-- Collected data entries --
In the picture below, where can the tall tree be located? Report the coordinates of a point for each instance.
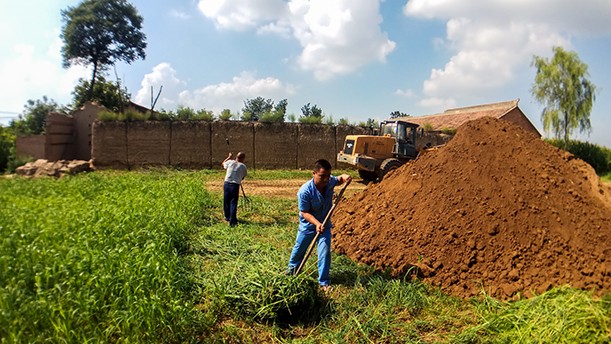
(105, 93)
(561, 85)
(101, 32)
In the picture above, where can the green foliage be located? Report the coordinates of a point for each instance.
---
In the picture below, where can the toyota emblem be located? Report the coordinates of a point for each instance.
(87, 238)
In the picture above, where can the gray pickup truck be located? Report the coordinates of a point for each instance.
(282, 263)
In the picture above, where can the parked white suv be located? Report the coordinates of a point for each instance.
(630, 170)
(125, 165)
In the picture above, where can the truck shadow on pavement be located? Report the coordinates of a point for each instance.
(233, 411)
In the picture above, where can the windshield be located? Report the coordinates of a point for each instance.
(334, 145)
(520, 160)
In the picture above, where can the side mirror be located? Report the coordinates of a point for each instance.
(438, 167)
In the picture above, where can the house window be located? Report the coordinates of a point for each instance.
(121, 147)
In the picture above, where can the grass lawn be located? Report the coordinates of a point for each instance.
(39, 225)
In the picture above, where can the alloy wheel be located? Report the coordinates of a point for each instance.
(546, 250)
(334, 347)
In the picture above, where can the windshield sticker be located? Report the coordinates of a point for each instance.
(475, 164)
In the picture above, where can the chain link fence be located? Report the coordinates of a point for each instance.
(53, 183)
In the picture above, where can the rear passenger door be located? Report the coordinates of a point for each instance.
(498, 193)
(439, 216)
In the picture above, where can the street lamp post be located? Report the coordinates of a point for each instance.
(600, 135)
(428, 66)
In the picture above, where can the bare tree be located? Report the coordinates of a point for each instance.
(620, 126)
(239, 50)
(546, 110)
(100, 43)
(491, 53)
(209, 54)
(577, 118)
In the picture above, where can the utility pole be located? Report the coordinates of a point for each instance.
---
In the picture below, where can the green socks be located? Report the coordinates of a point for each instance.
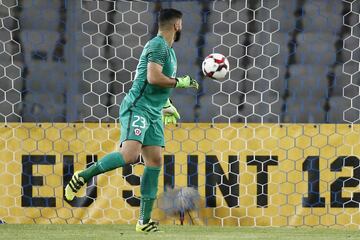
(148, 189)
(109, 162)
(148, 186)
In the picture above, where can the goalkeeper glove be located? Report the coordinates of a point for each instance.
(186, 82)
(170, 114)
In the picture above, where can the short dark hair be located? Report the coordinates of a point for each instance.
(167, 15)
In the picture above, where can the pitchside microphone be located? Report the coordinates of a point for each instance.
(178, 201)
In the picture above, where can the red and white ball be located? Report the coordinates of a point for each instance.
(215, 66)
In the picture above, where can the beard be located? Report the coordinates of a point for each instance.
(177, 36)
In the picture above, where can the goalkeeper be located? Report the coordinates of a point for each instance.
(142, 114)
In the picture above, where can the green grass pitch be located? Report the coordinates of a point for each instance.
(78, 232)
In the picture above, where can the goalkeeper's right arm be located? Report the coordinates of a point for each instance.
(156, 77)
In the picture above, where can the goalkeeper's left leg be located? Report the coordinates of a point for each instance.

-- TASK DETAILS --
Above are some entries; copy exactly the lines from the line with "In the picture below, where can the tall" through the line with "In the picture above, where can the green foliage", both included, but none of the pictures.

-- EXERCISE SOLUTION --
In the picture below, where can the tall tree be located? Report the coordinates of a point for each instance.
(105, 93)
(561, 85)
(101, 32)
In the picture above, where can the green foliage be located? Report the coordinates of a point for each instance.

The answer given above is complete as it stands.